━━━ QUOTED TEXT ━━━

- Born: Neofytos Tuddao Kyriacou July 18, 1995 (age 31) Athens, Greece
- Other name: Phytos Kyriacou
- Occupations: Actor; model; endorser; host; entrepreneur;
- Years active: 2001–present
- Agents: Star Magic (2010–2014); Sparkle GMA Artist Center (2014–21);
- Known for: Encantadia
- Height: 6 ft 0 in (183 cm)
- Spouse: Cherry Lou ​(m. 2024)​
- Children: 3

= Phytos Ramirez =

Filipino actor and model

Neofytos Tuddao Kyriacou (Greek: Νεόφυτος Κυριάκου; born July 18, 1995), professionally known by his stage name Phytos Ramirez, is a Filipino actor, model, host, and entrepreneur. He is known for his involvement in the Encantadia franchise, where he appeared in both 2005 and 2016 iterations.

==Personal life and career==
Ramirez was born in Athens, Greece, to a Greek father and a Filipino mother. He immigrated to the Philippines at a young age and grew up in San Mateo, Rizal. He started for modeling in television advertisements and made his acting debut via the late Eddie Garcia-directed film Abakada... Ina in 2001.

He first appeared on television via ABS-CBN's drama series Hiram in 2004. Ramirez guested on GMA Network's fantasy series Encantadia as the young version of Mark Herras' character Anthony.

Ramirez took a temporary hiatus from showbiz to focus on his studies and later returned on 2010 via Basahang Ginto. The same year, He signed a contract with Star Magic and appeared in some of ABS-CBN's dramas, including the remakes of their classics Mara Clara and Mula sa Puso.

Ramirez marked his comeback on GMA Network in 2014 via Paraiso Ko'y Ikaw.

On December 8, 2016, he opened a food stall business called Zorpas Greek Food, located in Marikina.

After his stint in the original series, Ramirez returned to the Encantadia franchise on February 27, 2017, where he portrayed the grown up Paopao in the 2016 remake.

Ramirez started hosting in Unang Hirit and appeared in more of GMA's programs including Contessa, Madrasta, and GTV's The Lost Recipe, which was previously aired on GMA News TV.

After years of being a Roman Catholic, he converted and became a born-again Christian on November 23, 2017. In September 2020, Ramirez revealed his relationship with singer-actress Cherry Lou Despite Lou's marriage to actor Michael Agassi, Ramirez and Lou welcomed their first child together in 2021. The couple were married in 2024.

━━━ EXTRACTED MATERIAL ━━━

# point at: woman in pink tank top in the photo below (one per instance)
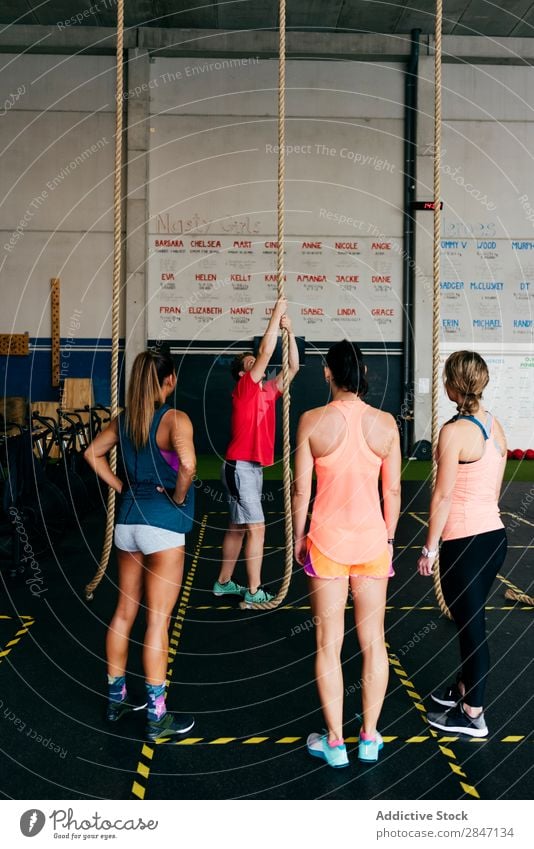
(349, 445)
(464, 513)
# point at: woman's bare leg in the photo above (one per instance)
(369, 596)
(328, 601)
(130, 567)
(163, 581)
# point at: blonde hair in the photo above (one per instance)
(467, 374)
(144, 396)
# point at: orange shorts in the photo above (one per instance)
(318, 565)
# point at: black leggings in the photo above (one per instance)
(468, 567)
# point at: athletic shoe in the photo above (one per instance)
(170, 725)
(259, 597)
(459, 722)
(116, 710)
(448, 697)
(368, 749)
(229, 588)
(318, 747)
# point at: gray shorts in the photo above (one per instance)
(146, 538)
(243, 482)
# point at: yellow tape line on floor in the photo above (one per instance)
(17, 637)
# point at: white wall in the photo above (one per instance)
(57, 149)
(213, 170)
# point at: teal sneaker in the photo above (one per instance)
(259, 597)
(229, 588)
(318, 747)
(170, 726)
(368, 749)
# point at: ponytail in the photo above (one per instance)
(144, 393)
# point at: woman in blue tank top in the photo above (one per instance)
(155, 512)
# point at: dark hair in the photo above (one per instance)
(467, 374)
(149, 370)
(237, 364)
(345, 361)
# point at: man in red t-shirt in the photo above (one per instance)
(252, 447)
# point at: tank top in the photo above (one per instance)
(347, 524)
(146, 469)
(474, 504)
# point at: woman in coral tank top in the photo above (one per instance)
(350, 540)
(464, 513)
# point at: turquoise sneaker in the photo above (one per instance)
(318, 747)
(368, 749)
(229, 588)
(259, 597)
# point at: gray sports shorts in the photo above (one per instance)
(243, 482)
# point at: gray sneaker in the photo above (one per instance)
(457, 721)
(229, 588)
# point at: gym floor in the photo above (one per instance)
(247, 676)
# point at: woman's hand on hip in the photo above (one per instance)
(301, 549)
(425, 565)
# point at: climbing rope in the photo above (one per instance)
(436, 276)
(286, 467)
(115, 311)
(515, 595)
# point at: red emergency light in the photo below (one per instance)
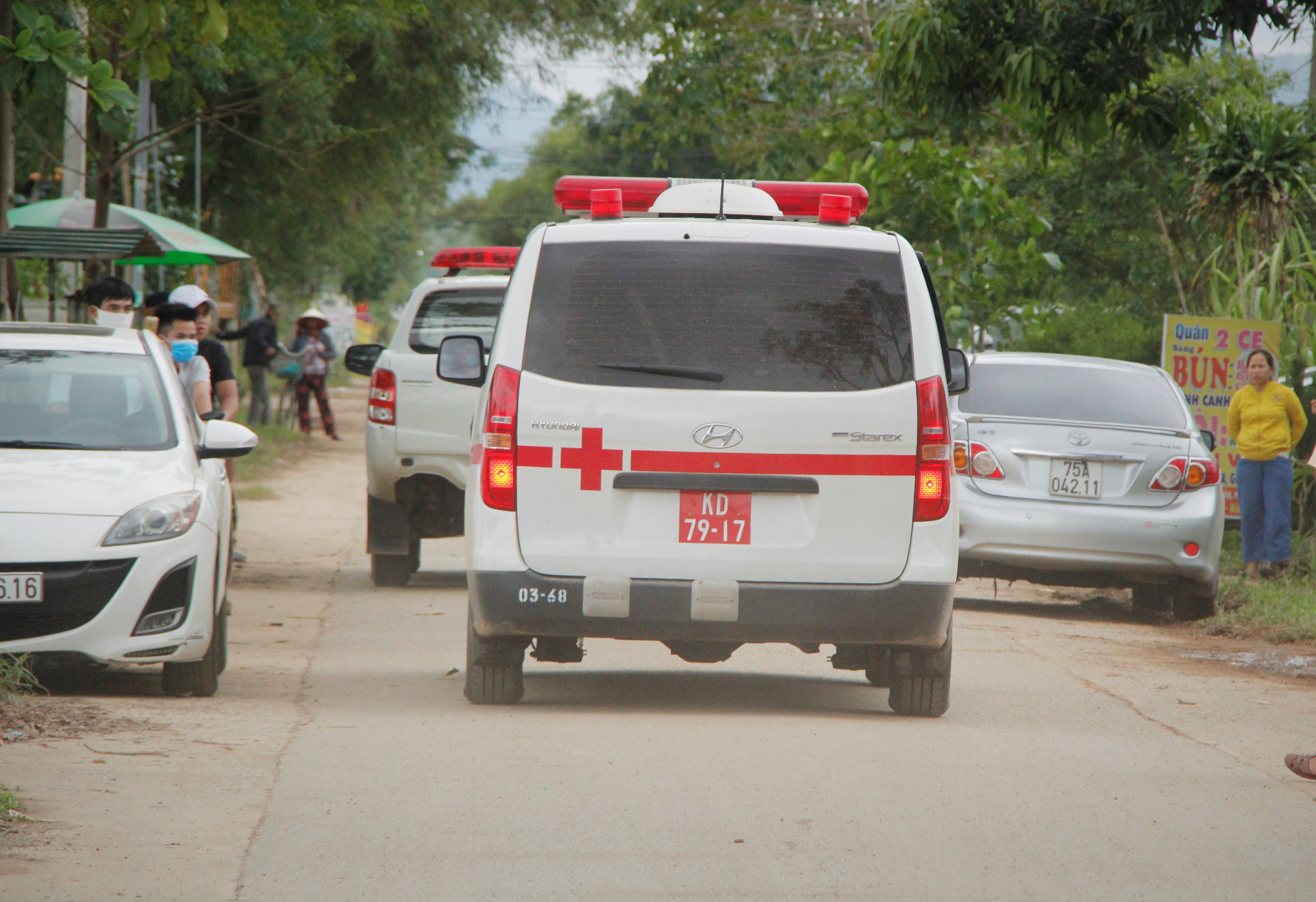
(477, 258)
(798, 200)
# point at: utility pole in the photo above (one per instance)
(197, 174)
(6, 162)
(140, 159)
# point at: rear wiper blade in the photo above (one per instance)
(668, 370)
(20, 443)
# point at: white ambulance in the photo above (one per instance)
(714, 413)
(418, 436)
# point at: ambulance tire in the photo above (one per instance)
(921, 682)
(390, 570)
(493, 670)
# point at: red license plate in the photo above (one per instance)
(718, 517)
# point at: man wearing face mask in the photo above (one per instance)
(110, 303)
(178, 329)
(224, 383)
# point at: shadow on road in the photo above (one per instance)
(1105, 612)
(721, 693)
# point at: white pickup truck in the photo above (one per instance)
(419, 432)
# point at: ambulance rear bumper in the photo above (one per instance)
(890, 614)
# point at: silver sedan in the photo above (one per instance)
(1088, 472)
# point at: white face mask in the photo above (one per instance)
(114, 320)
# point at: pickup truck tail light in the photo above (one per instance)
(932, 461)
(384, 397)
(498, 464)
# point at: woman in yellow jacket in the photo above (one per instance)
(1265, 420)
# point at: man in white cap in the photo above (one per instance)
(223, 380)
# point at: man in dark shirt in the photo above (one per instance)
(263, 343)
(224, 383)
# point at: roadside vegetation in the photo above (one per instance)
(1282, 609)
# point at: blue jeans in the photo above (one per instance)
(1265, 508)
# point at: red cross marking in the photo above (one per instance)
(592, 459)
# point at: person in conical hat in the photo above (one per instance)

━━━
━━━ EXTRACTED MATERIAL ━━━

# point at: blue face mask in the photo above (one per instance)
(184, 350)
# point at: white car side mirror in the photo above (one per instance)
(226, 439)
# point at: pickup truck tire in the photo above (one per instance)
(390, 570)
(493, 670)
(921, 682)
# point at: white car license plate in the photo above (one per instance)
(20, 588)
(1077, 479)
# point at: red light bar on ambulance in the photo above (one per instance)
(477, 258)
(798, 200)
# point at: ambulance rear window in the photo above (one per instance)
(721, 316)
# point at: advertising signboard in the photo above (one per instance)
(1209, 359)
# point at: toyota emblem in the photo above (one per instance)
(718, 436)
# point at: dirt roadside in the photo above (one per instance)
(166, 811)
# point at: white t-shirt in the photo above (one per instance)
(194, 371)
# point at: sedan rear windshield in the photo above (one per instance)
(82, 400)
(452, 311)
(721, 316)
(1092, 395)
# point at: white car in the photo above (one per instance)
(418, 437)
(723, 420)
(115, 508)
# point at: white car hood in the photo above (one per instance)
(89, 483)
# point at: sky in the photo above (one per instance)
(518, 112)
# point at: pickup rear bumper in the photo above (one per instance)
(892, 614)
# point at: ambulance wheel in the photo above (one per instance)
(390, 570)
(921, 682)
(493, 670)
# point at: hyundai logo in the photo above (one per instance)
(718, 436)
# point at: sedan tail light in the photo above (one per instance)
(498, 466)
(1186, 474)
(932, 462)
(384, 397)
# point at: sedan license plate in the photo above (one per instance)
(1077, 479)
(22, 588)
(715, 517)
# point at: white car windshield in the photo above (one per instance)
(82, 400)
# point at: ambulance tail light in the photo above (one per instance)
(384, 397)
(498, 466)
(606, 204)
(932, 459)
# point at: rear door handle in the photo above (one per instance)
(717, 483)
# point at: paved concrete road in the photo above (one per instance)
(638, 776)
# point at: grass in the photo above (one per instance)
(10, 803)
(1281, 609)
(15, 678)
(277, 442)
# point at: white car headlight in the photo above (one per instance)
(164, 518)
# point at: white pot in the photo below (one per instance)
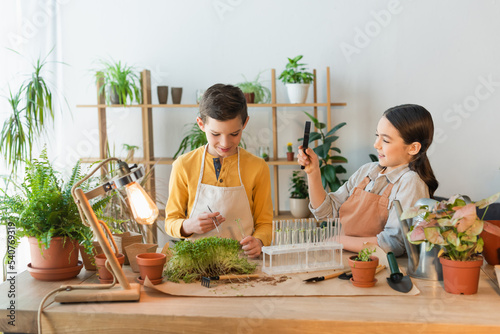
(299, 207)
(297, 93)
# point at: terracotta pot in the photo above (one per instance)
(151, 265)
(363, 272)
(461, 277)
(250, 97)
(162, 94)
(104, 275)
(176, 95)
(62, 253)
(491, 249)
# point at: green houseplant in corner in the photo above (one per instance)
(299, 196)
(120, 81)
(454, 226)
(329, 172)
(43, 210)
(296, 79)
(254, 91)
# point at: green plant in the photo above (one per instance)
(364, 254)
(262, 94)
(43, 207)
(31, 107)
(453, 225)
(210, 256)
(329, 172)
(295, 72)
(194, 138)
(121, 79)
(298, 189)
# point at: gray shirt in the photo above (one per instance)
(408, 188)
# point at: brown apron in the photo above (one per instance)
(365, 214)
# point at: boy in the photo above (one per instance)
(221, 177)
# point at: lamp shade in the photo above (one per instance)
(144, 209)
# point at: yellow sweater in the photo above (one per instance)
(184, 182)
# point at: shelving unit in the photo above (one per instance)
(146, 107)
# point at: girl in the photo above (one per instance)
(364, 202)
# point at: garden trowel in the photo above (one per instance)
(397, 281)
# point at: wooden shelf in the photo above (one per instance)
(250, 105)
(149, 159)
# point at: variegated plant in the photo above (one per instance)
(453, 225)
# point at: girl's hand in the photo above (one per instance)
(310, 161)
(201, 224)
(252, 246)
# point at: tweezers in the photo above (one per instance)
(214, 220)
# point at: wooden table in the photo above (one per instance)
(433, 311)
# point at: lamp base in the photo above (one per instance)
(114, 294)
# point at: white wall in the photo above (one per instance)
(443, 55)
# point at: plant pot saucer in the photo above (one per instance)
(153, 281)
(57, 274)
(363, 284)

━━━

WHAT IS REQUIRED:
Reproduce the passage of the Phytos Ramirez biography above that begins with the words "Filipino actor and" and ends with the words "Ina in 2001.".

ANSWER FOR THE TASK:
Filipino actor and model

Neofytos Tuddao Kyriacou (Greek: Νεόφυτος Κυριάκου; born July 18, 1995), professionally known by his stage name Phytos Ramirez, is a Filipino actor, model, host, and entrepreneur. He is known for his involvement in the Encantadia franchise, where he appeared in both 2005 and 2016 iterations.

==Personal life and career==
Ramirez was born in Athens, Greece, to a Greek father and a Filipino mother. He immigrated to the Philippines at a young age and grew up in San Mateo, Rizal. He started for modeling in television advertisements and made his acting debut via the late Eddie Garcia-directed film Abakada... Ina in 2001.